━━ Data rows ━━

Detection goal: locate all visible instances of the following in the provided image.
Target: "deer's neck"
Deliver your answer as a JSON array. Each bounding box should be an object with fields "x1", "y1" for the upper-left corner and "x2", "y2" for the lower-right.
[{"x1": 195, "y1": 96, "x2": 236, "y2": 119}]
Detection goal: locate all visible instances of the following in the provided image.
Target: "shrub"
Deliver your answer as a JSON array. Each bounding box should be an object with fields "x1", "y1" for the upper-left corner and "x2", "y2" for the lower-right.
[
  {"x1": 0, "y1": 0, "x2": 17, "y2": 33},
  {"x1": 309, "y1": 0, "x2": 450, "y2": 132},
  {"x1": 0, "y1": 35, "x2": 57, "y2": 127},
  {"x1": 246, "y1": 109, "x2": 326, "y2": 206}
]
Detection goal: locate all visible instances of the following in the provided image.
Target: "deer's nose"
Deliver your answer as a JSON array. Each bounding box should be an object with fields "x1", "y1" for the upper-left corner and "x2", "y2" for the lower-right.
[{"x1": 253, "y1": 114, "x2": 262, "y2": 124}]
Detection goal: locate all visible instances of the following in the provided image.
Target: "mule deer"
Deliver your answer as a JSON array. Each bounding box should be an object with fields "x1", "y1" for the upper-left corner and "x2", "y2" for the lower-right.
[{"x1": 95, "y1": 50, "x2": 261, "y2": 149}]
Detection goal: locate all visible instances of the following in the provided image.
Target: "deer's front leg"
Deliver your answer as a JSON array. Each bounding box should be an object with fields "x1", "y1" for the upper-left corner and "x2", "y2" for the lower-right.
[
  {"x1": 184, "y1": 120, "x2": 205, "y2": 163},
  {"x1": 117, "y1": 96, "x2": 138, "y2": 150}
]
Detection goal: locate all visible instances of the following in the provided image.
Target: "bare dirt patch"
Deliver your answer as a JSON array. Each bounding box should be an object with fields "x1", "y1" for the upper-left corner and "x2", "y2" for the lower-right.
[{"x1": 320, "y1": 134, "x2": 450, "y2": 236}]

━━━

» **Required task**: Write out all of the records above word for word, without changing anything.

» **Result below**:
Detection goal: locate all visible instances of the following in the provided image.
Target: "deer's neck"
Deliver your answer as a JSON array. Each bounding box should be an object with fields "x1", "y1" for the upper-left corner and "x2", "y2" for the lower-right.
[{"x1": 195, "y1": 96, "x2": 236, "y2": 119}]
Detection goal: locate all visible instances of the following in the provided image.
Target: "shrub"
Deliver your answer as a JSON array. Each bounding box should be an object with fields "x1", "y1" for the upper-left corner and "x2", "y2" for the lower-right.
[
  {"x1": 0, "y1": 0, "x2": 17, "y2": 33},
  {"x1": 309, "y1": 0, "x2": 450, "y2": 132},
  {"x1": 0, "y1": 35, "x2": 57, "y2": 127},
  {"x1": 246, "y1": 109, "x2": 326, "y2": 206}
]
Detection goal: locate all visible instances of the following in the provided image.
Target: "deer's nose"
Deliver your answer as a JSON array. Each bounding box should be an object with fields "x1", "y1" for the upper-left corner and "x2", "y2" for the lower-right.
[{"x1": 253, "y1": 114, "x2": 262, "y2": 124}]
Detection goal: locate all visible instances of the following in the provided image.
Target: "mule deer"
Deliver your answer as a JSON array. Each bounding box should be an object with fields "x1", "y1" for the upper-left corner and "x2", "y2" for the lower-right.
[{"x1": 95, "y1": 50, "x2": 261, "y2": 149}]
Detection goal: locate all visible instances of the following in the provided image.
Target: "deer's front leg"
Deliver your answer as a JSON array. Each bounding box should be an object with fields "x1", "y1" for the upper-left corner and "x2", "y2" for the lower-right.
[
  {"x1": 184, "y1": 120, "x2": 205, "y2": 163},
  {"x1": 117, "y1": 96, "x2": 138, "y2": 150}
]
Detection goal: locate all visible instances of the following in the provided image.
Target: "bare dirt patch"
Deliver your answer as a JSON array. Each bounding box should be an object with fields "x1", "y1" for the upper-left corner and "x2", "y2" for the lower-right.
[{"x1": 320, "y1": 134, "x2": 450, "y2": 236}]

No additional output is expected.